**Exercise requirements:**
Write each line word for word, from the line that contains "Where can the plastic bin handle" through the last line of the material below.

**Exercise data:**

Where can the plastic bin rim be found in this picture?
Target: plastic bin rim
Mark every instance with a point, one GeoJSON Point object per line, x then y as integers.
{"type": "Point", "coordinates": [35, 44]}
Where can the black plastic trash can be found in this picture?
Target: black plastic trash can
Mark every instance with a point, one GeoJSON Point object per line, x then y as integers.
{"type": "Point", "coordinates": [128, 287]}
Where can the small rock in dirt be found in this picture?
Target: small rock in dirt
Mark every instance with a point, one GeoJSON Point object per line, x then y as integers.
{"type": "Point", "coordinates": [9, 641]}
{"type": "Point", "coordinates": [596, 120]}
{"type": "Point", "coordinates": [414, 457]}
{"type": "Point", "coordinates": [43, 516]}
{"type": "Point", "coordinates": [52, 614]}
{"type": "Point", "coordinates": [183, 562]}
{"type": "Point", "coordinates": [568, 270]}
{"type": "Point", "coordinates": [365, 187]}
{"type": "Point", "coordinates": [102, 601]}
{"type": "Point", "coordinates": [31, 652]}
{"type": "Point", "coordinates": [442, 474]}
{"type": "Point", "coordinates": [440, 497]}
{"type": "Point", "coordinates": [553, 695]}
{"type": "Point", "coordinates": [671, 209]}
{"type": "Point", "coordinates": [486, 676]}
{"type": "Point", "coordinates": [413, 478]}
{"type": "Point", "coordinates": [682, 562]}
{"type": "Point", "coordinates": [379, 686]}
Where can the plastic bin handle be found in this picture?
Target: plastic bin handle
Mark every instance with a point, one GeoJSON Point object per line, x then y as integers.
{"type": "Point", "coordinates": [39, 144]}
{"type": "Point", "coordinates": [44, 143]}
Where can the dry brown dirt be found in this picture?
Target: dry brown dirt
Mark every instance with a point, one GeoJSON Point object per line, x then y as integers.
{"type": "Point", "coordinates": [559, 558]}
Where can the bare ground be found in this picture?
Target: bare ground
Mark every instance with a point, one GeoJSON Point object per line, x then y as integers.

**Response to the exercise:**
Where can the plastic bin handle be found in this picture?
Target: plastic bin handle
Mark every instance with a point, one GeoJSON Point object per line, x then y as integers.
{"type": "Point", "coordinates": [39, 144]}
{"type": "Point", "coordinates": [44, 143]}
Where can the dry brown dirt be found in this picture?
Target: dry brown dirt
Mark every instance with a point, one GeoJSON Point object per line, x then y as integers.
{"type": "Point", "coordinates": [559, 558]}
Where can the bare ground be found in this picture?
Target: bare ground
Mark every instance with a point, one GeoJSON Point object per line, x then y as integers.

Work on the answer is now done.